▸ QUESITI E COMPITI:
1 - Secondo il testo sull'epidemiologia, qual è la conditio sine qua non di una scienza che voglia essere una fonte indipendente e responsabile di informazione?
2 - Per favore, ricopia fedelmente il passo del testo sull'epidemiologia che comincia con le parole "Dimenticando che l’informazione" e si chiude dopo le parole "democratica.".

▸ TESTO FORNITO:
____
La scientificità della epidemiologia comunitaria e di
cittadinanza da anni si era applicata a rendere visibili ed evitabili i diritti
violati delle minoranze più a rischio attraverso un lavoro “di prossimità e
partecipazione” con le popolazioni interessate: l’epidemiologia mainstream,
specializzata nelle descrizioni dall’alto e da lontano della distribuzione
della malattia, ne impone la cancellazione. La sua scientificità è quella dei
bollettini sopra citati: i numeri e le percentuali travestono il non-sapere in
una pretesa conoscenza oggettiva garantita da commissioni che non si
confrontano pubblicamente (non solo in Italia) sulle loro incertezze.
Dimenticando che l’informazione condivisa dell’incertezza e della parzialità è
la conditio sine qua non di una scienza che voglia essere una
fonte indipendente e responsabile di informazione al servizio di una civiltà
democratica.
Guardare avanti
I punti che si sono toccati non hanno evidentemente la
pretesa di essere completi né tanto meno “veri”. Esplicitano semplicemente il
rischio ‒ e l’imbroglio ‒ dell’affidarsi a un potere che si pretende
indipendente da una verifica trasparente perché espressione di una conoscenza
“scientifica”. Ma soluzioni lineari di situazioni che hanno messo in
discussione tutti i modelli di società e di scienza che hanno portato a una “catastrofe”
____
▸ MATERIALE DI STUDIO:
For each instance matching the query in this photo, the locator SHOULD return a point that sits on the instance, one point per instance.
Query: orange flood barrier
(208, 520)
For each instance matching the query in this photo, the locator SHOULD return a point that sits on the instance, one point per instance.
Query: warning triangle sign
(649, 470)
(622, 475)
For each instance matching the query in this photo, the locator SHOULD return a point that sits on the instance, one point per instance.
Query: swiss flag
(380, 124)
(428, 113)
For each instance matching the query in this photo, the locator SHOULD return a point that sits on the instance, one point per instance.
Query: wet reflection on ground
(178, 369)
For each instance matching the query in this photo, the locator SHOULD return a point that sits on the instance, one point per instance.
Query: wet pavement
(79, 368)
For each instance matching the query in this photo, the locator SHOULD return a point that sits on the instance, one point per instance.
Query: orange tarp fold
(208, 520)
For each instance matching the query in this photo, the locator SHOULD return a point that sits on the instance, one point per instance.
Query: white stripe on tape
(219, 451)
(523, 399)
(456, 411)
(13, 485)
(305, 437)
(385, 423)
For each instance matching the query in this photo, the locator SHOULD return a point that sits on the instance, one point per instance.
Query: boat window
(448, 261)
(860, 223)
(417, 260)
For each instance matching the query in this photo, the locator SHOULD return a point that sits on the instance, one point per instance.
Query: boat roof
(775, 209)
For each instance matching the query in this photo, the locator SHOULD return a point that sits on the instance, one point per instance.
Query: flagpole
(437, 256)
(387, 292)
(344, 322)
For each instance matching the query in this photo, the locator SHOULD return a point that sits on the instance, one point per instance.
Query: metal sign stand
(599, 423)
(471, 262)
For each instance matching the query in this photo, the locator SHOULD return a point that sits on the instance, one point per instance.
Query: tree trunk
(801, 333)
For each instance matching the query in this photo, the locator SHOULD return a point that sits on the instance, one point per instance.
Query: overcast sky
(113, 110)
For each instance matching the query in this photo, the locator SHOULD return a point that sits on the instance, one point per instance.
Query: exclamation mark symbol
____
▸ RISPOSTE AI QUESITI:
1 - L'informazione condivisa dell'incertezza e della parzialità.

2 -
Dimenticando che l’informazione condivisa dell’incertezza e della parzialità è
la conditio sine qua non di una scienza che voglia essere una
fonte indipendente e responsabile di informazione al servizio di una civiltà
democratica.